Write out the listing below without alteration, omitting its pictures.

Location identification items

========

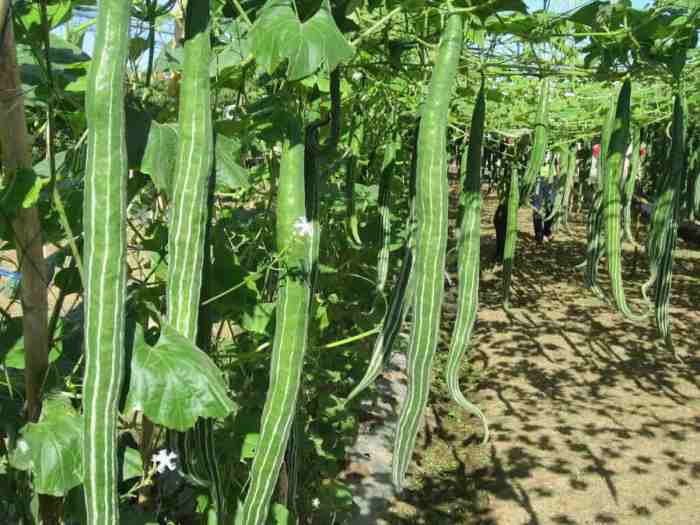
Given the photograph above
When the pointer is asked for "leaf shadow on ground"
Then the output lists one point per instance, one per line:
(592, 421)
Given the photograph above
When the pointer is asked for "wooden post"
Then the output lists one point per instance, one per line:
(15, 152)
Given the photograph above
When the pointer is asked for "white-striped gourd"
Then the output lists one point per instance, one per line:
(667, 222)
(612, 199)
(595, 245)
(524, 190)
(431, 241)
(295, 242)
(469, 246)
(629, 185)
(188, 210)
(511, 234)
(104, 219)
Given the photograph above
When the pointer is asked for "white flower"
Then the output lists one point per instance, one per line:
(163, 460)
(303, 228)
(228, 111)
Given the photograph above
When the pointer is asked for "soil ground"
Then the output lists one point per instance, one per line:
(592, 421)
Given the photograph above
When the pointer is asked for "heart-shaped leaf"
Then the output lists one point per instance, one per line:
(174, 382)
(279, 35)
(51, 448)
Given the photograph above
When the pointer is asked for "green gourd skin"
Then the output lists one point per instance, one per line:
(628, 188)
(595, 246)
(401, 297)
(385, 228)
(469, 249)
(189, 209)
(105, 261)
(524, 190)
(290, 342)
(670, 201)
(431, 241)
(393, 320)
(511, 235)
(539, 146)
(190, 182)
(612, 200)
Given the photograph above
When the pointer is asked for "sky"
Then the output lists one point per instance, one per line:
(554, 5)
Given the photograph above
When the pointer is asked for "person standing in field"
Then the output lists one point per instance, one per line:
(543, 201)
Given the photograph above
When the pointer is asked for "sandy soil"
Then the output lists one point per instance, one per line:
(592, 421)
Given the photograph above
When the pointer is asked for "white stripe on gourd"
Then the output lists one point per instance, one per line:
(292, 318)
(612, 202)
(192, 171)
(469, 264)
(105, 260)
(431, 241)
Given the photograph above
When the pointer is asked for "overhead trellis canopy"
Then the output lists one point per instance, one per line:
(587, 50)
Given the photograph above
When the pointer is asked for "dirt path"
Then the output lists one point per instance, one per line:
(591, 422)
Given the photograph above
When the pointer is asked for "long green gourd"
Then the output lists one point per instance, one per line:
(385, 217)
(568, 186)
(401, 298)
(190, 209)
(525, 188)
(595, 246)
(629, 185)
(391, 324)
(469, 249)
(192, 170)
(294, 241)
(511, 235)
(105, 260)
(612, 201)
(431, 242)
(669, 204)
(539, 145)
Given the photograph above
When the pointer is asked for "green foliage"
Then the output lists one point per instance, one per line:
(105, 261)
(469, 246)
(612, 199)
(279, 35)
(51, 448)
(431, 242)
(174, 382)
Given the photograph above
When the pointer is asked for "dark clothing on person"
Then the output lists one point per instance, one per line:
(500, 222)
(543, 204)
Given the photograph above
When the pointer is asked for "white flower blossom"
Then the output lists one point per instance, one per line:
(163, 460)
(228, 111)
(303, 228)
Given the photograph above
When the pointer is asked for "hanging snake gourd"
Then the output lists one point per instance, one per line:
(524, 189)
(469, 249)
(294, 240)
(105, 260)
(612, 201)
(431, 241)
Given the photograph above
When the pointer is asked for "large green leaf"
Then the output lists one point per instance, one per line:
(174, 382)
(51, 448)
(279, 35)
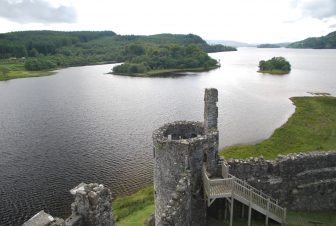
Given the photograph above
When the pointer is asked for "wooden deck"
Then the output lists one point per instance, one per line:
(233, 188)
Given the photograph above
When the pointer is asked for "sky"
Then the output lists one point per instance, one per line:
(251, 21)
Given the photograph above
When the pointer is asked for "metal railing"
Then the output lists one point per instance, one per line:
(227, 187)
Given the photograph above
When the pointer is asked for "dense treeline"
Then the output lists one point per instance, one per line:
(142, 59)
(277, 65)
(268, 46)
(33, 43)
(44, 49)
(324, 42)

========

RESULT OF THIS TASK
Given the photograph above
When the pointer is asked for "leaf shadow on ground"
Then the output lists one point per instance, one per line:
(592, 421)
Given the photograph above
When the pointer is asked for "wooden post"
Then the output lists one point per instance, one per line:
(15, 152)
Given the photograph above
When the pointer is asked for "white-striped gourd"
Then the output lists one point per instance, one per line:
(667, 222)
(612, 199)
(595, 245)
(524, 190)
(431, 241)
(295, 242)
(469, 246)
(629, 185)
(188, 210)
(511, 234)
(104, 219)
Given the photograph above
When the pointer is asked for "white flower"
Then the output lists one point per instance, one per line:
(163, 460)
(303, 228)
(228, 111)
Given the photograph above
When the pointer is asked for "soil ground"
Then the output lists one point per instance, one per line:
(592, 421)
Given the photograph above
When the pointer is asked for "heart-shaped leaf"
Then the output lists one point per instance, one per line:
(174, 382)
(279, 35)
(51, 448)
Given the photograph above
When the pointer is asked for "green gourd skin"
Then the output lists one point per instance, one per line:
(628, 188)
(595, 246)
(401, 297)
(385, 228)
(469, 249)
(189, 209)
(105, 261)
(524, 190)
(290, 342)
(670, 201)
(431, 241)
(393, 320)
(511, 235)
(539, 146)
(190, 182)
(612, 200)
Given the photograph above
When the pointer is asked for "sky"
Then the output lists one point per instance, one per line:
(554, 5)
Given the photograph above
When the pointer is asked for "person standing in field"
Then the output lists one point per instance, one per line:
(543, 201)
Given the photograph above
When the pointer is asked for "sandy soil"
Then the output lists one point per instance, one per line:
(592, 421)
Given the photograph above
When the pointer is asked for "white stripe on gourd"
Then the output lists one point per instance, one per line:
(292, 318)
(612, 202)
(192, 171)
(469, 264)
(105, 260)
(431, 241)
Given the photograph above
When the pointer is asked for "overhead trellis canopy"
Then the output lists one point per instance, one per line:
(587, 50)
Given the photograph above
When the pointer is asked for "dirt path"
Then the output lists one point per instance, one per line:
(591, 422)
Given the photograph above
When the pointer is asked for "long green gourd"
Then the output lists one point per instance, one per line:
(385, 217)
(568, 186)
(401, 298)
(190, 209)
(525, 188)
(595, 246)
(629, 185)
(391, 324)
(469, 249)
(192, 170)
(294, 241)
(511, 235)
(105, 260)
(612, 201)
(431, 242)
(669, 204)
(539, 145)
Given the photograph above
When the pointer is asked for "green foliage"
Then the output lists one point per instance, one per line:
(105, 261)
(469, 246)
(612, 199)
(279, 35)
(51, 448)
(431, 242)
(174, 382)
Given the photograph above
When the pointer is asked for "dark clothing on person"
Then the output lists one point per instance, one per line:
(500, 222)
(543, 204)
Given the photograph above
When the pointer is asked for "white flower blossom"
Then the output lists one point per instance, one per line:
(163, 460)
(228, 111)
(303, 228)
Given the photograph above
When the pointer is asked for "hanging snake gourd"
Then the output lists one point per instance, one per line:
(524, 189)
(469, 249)
(294, 240)
(105, 260)
(612, 201)
(431, 241)
Given the photograph above
When the pointer is asked for "large green leaf"
Then the output lists one point per instance, one per line:
(174, 382)
(51, 448)
(279, 35)
Given the photograph above
When the pointer is asked for "wooden deck"
Then the output lists one point per instance, one per line:
(233, 188)
Given the photograph above
When the pointer is asked for "sky"
Then the output lists one point per instance, one per line:
(251, 21)
Given the photograph above
When the pointer is asked for "metal railing"
Then the output lists one point per instance, one per line:
(227, 187)
Given the photograph above
When the pointer is asked for "dense treeline"
Then the output lists one point per instance, one per line:
(142, 59)
(277, 65)
(268, 46)
(33, 43)
(44, 49)
(324, 42)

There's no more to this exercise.